*EXERCISE GOAL*
Please copy the lines below exactly, from the first one through the line showing "Reply as a list".

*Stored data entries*
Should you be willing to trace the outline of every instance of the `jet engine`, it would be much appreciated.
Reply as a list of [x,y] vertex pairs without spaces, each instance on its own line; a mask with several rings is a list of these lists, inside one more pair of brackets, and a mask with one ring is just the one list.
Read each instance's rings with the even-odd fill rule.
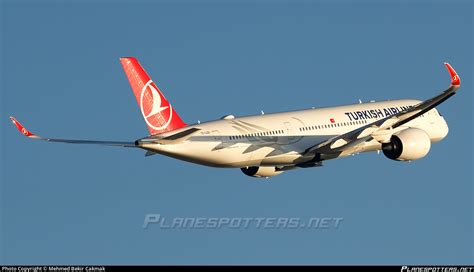
[[390,142],[382,144],[382,151],[392,160],[413,161],[426,156],[430,147],[430,137],[424,130],[408,128],[392,135]]
[[254,178],[268,178],[277,176],[283,173],[274,166],[251,166],[240,168],[244,174]]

*EXPECTED ANSWER*
Should you be willing to trace the outline of every instance of the `jet engine`, it would be much appreciated.
Reply as a list of [x,y] vertex pairs without spaces, each instance on its own line; a mask with several rings is a list of these lists, inside one more pair of brackets, and a mask with one ring is just the one list.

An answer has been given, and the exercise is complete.